■ **Problem**
How many lines in the records below contain the word "brown"? Reply with the number only.

■ ■ ■ ■ ■

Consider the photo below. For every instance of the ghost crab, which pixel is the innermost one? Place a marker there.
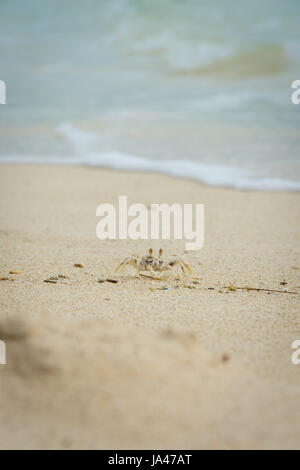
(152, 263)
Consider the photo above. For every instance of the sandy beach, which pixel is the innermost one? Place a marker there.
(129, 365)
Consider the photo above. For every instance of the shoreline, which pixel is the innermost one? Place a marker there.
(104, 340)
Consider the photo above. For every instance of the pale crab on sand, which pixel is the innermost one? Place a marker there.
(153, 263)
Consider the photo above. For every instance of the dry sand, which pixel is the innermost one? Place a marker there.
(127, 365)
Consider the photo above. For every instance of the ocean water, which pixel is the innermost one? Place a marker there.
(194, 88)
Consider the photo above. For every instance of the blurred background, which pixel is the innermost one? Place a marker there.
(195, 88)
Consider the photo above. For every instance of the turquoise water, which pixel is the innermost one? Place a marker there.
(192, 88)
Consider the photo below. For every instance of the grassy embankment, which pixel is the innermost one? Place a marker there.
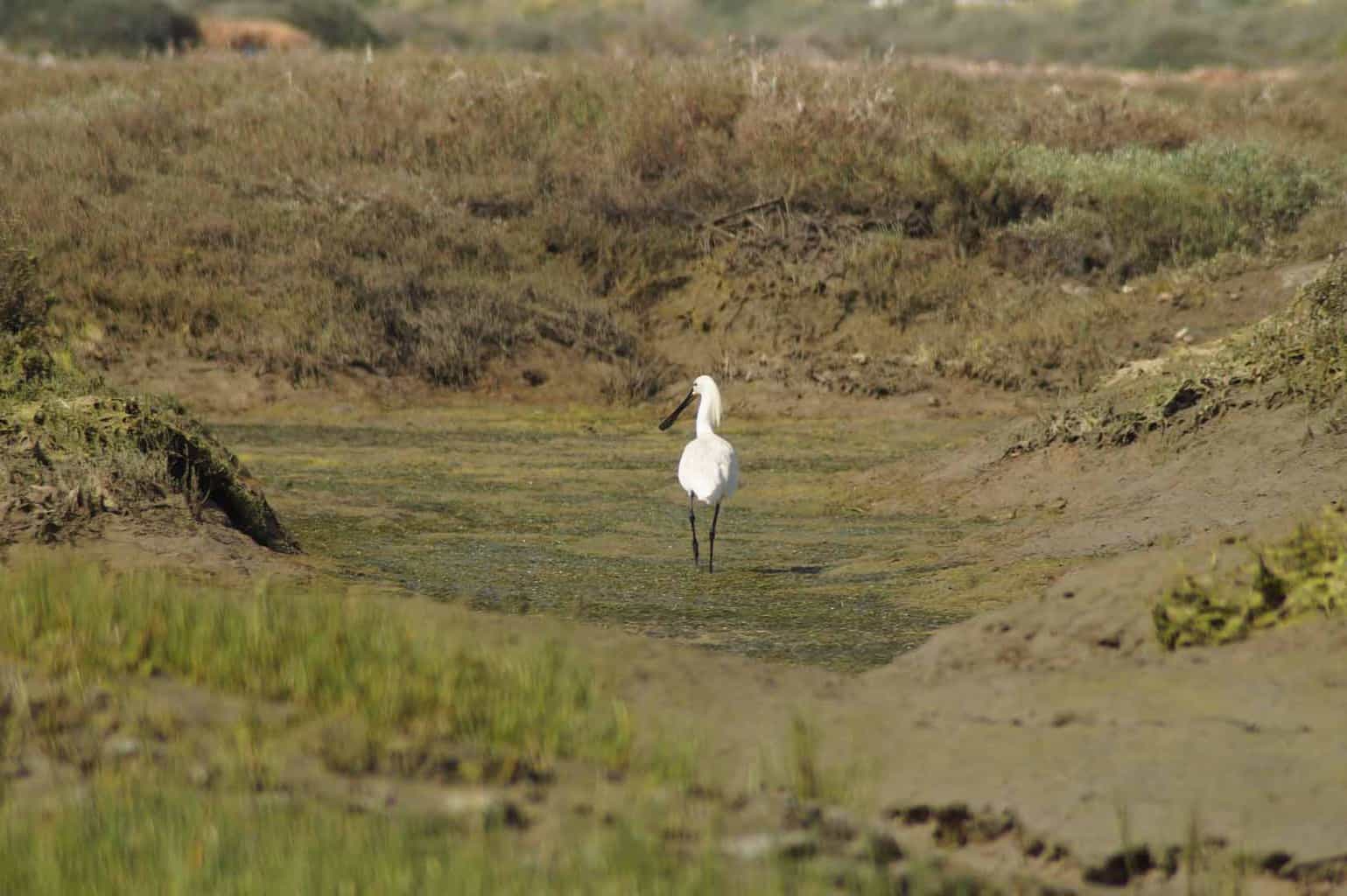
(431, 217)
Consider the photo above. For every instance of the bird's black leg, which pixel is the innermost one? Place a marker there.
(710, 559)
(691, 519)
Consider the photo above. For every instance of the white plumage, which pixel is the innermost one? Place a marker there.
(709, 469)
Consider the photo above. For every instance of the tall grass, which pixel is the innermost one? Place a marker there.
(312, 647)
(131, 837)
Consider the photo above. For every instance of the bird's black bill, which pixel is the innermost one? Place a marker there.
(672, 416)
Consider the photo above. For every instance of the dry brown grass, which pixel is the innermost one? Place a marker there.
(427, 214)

■ ■ ■ ■ ■

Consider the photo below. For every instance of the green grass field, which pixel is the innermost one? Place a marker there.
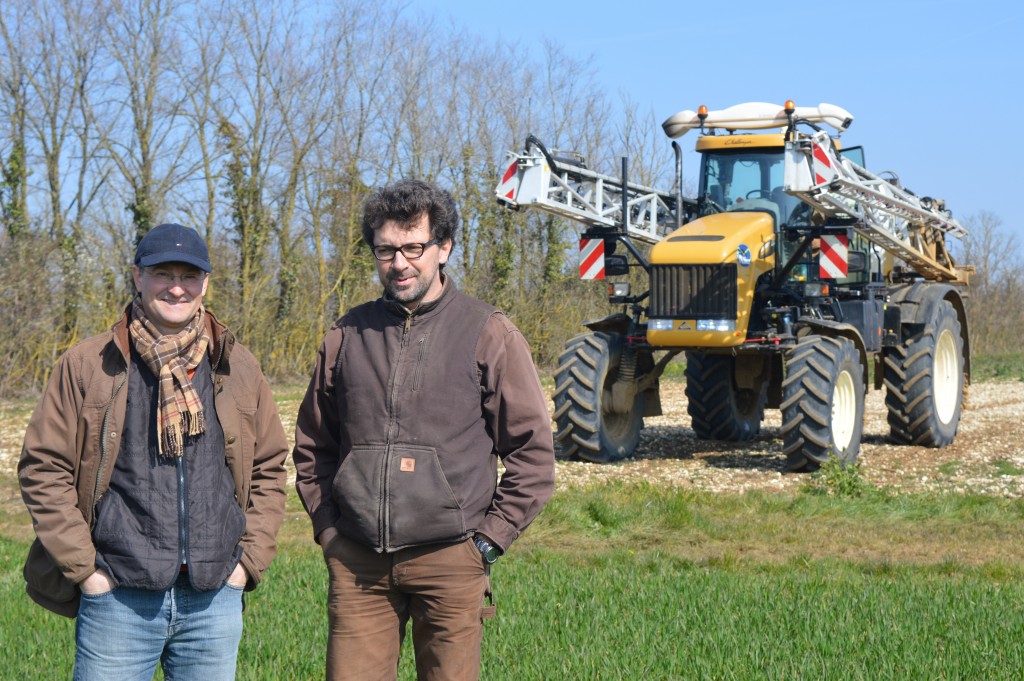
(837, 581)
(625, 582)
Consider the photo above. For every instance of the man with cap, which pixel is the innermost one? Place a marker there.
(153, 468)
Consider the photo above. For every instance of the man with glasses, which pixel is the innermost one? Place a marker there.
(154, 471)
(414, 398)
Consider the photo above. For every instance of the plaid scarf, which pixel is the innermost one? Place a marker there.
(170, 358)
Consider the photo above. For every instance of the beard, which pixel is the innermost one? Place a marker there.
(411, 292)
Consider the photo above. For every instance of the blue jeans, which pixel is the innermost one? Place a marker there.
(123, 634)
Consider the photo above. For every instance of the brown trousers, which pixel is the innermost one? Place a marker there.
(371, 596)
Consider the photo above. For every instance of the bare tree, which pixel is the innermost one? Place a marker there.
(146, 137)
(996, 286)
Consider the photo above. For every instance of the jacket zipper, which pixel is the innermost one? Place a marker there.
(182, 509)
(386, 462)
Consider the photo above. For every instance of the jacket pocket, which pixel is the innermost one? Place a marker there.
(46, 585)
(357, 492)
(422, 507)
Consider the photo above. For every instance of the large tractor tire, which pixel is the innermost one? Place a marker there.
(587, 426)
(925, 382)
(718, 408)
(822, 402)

■ ■ ■ ■ ■

■ **Solution for this task**
2